-- EXERCISE --
Return, word for word, only the lines from the one containing "A single pin marks each instance of the swallow-tailed" through the last line of the entries.

[Named-object pointing records]

━━━━━━━━

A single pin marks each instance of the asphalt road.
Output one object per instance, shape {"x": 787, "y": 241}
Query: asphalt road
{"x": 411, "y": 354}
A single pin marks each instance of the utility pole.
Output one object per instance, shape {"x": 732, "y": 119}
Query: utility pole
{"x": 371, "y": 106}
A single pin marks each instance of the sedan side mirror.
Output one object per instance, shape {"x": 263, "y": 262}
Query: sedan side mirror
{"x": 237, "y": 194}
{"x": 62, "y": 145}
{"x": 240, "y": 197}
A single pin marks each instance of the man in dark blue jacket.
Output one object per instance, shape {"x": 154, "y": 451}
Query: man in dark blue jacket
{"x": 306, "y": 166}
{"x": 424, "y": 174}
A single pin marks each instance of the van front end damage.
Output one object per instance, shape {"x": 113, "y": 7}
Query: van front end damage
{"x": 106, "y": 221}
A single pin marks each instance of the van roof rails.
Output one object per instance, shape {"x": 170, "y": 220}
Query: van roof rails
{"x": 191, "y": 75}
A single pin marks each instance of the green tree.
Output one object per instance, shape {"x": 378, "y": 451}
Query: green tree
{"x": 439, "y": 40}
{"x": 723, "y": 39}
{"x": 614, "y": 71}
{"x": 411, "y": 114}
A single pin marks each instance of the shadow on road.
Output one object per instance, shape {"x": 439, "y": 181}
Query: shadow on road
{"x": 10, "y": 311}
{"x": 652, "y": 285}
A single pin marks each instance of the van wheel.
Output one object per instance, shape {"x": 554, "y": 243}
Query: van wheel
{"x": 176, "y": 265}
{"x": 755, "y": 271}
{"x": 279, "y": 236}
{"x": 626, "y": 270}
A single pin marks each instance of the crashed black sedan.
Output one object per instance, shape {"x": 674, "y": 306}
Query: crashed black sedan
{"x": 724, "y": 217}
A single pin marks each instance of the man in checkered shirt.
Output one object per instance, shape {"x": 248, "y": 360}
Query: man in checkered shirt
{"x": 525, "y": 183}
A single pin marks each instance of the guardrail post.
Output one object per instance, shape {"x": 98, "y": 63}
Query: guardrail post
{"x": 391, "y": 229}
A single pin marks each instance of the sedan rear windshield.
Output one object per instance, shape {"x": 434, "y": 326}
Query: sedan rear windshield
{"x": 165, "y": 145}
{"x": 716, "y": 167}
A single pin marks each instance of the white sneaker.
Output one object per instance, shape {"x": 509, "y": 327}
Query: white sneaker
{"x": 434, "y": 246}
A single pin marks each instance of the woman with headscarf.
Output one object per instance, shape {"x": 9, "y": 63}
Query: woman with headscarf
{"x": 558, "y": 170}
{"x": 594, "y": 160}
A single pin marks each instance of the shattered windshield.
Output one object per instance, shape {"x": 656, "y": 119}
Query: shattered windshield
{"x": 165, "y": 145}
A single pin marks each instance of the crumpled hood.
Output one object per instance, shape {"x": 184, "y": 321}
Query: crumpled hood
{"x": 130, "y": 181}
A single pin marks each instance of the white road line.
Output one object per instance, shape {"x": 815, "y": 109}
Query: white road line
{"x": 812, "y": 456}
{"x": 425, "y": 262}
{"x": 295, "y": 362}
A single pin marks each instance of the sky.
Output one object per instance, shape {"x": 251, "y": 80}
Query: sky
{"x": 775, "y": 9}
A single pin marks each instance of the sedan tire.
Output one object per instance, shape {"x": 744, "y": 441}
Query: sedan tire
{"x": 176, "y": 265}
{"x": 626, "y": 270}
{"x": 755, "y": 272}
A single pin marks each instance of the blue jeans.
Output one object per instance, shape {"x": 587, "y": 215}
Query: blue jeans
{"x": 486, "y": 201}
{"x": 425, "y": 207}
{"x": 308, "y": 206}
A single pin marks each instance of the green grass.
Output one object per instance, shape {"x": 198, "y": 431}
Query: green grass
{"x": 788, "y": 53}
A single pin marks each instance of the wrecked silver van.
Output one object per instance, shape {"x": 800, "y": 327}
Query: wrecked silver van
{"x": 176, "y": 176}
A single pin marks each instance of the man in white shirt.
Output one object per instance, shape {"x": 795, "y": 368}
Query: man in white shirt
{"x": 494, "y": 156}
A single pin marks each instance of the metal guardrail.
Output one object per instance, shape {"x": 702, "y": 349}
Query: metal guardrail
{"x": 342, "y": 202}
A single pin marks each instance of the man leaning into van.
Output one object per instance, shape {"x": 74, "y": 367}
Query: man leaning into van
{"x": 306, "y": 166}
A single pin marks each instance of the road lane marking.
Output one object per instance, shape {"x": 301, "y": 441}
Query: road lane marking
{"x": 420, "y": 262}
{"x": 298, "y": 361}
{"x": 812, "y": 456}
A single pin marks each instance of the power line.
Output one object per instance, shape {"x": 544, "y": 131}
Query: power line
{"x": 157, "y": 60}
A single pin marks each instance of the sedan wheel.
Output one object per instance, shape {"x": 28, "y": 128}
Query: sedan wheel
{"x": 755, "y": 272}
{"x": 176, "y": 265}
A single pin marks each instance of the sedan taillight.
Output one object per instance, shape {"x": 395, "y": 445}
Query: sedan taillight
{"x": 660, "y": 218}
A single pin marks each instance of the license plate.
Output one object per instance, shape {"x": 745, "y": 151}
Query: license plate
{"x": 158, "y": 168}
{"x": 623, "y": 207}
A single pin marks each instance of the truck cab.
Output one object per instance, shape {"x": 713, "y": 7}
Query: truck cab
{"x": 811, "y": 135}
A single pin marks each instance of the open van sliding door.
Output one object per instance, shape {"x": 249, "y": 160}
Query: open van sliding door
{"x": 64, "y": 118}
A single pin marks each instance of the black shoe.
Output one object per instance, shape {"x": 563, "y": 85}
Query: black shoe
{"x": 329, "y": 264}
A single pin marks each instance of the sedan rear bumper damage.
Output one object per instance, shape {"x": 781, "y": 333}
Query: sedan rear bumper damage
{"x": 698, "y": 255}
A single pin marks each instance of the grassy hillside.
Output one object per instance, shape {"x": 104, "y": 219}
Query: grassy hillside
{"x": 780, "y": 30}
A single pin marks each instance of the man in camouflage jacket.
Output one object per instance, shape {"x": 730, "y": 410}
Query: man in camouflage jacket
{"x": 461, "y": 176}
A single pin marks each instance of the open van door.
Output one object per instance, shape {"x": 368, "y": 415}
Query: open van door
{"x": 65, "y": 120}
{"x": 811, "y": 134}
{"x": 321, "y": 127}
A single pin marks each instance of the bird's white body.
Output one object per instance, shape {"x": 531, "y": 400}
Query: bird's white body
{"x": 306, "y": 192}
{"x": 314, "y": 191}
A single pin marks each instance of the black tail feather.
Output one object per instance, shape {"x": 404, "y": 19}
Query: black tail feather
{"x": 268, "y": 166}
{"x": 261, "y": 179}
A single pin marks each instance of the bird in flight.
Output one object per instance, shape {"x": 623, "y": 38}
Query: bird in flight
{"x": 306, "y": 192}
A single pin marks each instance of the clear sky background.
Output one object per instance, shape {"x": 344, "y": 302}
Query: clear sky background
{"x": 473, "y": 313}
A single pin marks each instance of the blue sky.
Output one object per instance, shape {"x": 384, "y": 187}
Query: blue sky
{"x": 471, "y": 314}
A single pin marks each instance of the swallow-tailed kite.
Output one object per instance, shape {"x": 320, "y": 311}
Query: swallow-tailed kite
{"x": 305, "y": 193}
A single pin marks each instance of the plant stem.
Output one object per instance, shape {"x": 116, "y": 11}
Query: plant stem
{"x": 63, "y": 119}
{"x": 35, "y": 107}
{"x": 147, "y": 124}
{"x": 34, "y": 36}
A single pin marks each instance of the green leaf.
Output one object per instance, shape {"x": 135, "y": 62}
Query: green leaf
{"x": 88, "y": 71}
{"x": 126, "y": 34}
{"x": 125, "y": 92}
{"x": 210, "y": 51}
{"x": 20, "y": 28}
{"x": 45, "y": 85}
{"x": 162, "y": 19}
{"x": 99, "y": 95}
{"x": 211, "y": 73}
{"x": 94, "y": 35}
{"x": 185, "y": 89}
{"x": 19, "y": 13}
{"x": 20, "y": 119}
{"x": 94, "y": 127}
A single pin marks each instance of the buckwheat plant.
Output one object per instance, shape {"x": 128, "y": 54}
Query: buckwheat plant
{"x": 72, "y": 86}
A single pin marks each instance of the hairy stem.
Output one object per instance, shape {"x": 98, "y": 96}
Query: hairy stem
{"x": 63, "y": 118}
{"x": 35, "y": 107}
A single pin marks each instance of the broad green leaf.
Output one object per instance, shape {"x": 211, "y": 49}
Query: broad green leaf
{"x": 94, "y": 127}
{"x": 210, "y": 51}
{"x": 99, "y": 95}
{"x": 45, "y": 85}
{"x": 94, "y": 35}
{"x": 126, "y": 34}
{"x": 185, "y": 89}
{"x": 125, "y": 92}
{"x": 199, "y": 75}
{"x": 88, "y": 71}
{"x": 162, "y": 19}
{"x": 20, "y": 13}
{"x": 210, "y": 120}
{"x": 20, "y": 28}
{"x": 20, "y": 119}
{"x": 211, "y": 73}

━━━━━━━━

-- FULL SOLUTION --
A single pin marks each instance of the swallow-tailed kite.
Output one object per instance, shape {"x": 320, "y": 311}
Query: swallow-tailed kite
{"x": 305, "y": 193}
A single pin marks each instance of the plant stem.
Output one object per instance, shape {"x": 116, "y": 11}
Query: plant stem
{"x": 63, "y": 119}
{"x": 35, "y": 107}
{"x": 147, "y": 124}
{"x": 34, "y": 36}
A single pin marks each instance of the green leaf.
Output one object per instance, shape {"x": 135, "y": 62}
Query: green leaf
{"x": 88, "y": 71}
{"x": 126, "y": 34}
{"x": 125, "y": 92}
{"x": 210, "y": 51}
{"x": 20, "y": 28}
{"x": 45, "y": 85}
{"x": 162, "y": 19}
{"x": 99, "y": 95}
{"x": 211, "y": 73}
{"x": 94, "y": 35}
{"x": 185, "y": 89}
{"x": 19, "y": 13}
{"x": 20, "y": 119}
{"x": 94, "y": 127}
A single pin marks each instance of the buckwheat plant.
Output one object per instance, shape {"x": 128, "y": 54}
Query: buckwheat plant
{"x": 72, "y": 86}
A single pin marks each instance of the hairy stem.
Output one object per instance, shape {"x": 98, "y": 96}
Query: hairy stem
{"x": 63, "y": 118}
{"x": 35, "y": 107}
A single pin marks each instance of the broad green leaf.
Output one object per instance, shape {"x": 211, "y": 49}
Query: broad green leaf
{"x": 94, "y": 127}
{"x": 210, "y": 51}
{"x": 99, "y": 95}
{"x": 45, "y": 85}
{"x": 94, "y": 35}
{"x": 126, "y": 34}
{"x": 185, "y": 89}
{"x": 125, "y": 92}
{"x": 199, "y": 75}
{"x": 88, "y": 71}
{"x": 162, "y": 19}
{"x": 20, "y": 13}
{"x": 210, "y": 120}
{"x": 20, "y": 28}
{"x": 20, "y": 119}
{"x": 211, "y": 73}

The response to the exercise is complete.